[[ READING PASSAGE, beginning ]]

I realize that a significant amount of what I write on the blog operates at the level of elevated snark, but even I don’t even know how to respond to this piece in the Great Falls Tribune, in which the editors of the paper discovered that readers would like their newspaper to actually discuss issues involved in political campaigns.
According to people who responded to the Tribune’s call for better political coverage, the people of Montana would like their paper to address these issues:
Statewide issues they wanted explored include: Medicaid expansion, voter registration limits, energy efficiency, natural resource development, states’ rights, death penalty, assisted suicide, water rights, income tax reform, gasoline tax hikes and alternative energy development.

[[ READING PASSAGE, end ]]
[[ EXCERPTED RECORDS, beginning ]]

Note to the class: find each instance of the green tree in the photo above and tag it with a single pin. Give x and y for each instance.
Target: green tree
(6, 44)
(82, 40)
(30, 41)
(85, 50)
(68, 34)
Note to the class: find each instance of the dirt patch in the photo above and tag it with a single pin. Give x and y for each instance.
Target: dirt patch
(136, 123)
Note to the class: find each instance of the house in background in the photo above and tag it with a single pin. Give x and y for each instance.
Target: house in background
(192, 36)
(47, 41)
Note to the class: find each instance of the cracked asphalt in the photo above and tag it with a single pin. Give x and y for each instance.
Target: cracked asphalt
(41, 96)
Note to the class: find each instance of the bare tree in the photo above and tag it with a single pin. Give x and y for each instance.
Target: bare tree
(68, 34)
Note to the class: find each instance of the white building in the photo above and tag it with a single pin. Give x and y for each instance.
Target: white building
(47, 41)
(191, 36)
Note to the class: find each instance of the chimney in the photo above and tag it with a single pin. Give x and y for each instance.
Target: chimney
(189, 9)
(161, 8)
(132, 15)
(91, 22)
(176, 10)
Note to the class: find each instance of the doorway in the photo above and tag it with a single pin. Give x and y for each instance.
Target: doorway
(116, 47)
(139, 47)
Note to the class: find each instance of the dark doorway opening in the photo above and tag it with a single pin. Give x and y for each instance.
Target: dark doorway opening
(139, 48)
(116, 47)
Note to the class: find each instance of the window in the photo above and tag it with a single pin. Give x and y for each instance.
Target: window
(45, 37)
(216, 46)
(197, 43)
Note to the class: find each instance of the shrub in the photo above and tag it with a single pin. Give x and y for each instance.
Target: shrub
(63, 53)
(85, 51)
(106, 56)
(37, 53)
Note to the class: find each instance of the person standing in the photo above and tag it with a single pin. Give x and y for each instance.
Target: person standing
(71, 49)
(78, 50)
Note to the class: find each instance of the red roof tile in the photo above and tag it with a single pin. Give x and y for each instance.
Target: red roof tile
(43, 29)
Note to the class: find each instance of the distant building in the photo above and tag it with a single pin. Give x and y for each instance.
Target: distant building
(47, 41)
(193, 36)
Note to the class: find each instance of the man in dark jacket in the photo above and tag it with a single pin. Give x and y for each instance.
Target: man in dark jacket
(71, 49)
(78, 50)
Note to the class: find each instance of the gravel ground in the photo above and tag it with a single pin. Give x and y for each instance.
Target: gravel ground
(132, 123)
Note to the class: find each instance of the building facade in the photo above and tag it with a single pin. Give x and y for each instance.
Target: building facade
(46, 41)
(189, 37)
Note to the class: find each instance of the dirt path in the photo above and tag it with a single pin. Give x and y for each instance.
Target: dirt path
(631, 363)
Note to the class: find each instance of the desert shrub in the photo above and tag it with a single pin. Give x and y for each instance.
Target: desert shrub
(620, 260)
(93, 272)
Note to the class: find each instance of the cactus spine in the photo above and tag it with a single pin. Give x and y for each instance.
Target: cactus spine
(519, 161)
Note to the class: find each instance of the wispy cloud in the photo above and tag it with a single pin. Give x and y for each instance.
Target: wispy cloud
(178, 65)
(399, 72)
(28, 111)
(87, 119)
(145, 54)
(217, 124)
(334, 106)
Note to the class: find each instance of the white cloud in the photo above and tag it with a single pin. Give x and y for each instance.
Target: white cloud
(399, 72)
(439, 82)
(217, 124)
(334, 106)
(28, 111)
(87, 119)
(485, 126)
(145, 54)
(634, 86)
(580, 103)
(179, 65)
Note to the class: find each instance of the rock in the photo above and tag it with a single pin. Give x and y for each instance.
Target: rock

[[ EXCERPTED RECORDS, end ]]

EXERCISE TASKS:
• A. In the blog post about political coverage, which newspaper asked readers what political coverage they wanted?
• B. Reproduce the blog post about political coverage word for word, from "I realize that" to "in political campaigns.".

RESPONSES TO THE EXERCISE:
• A. The Great Falls Tribune.

• B.
I realize that a significant amount of what I write on the blog operates at the level of elevated snark, but even I don’t even know how to respond to this piece in the Great Falls Tribune, in which the editors of the paper discovered that readers would like their newspaper to actually discuss issues involved in political campaigns.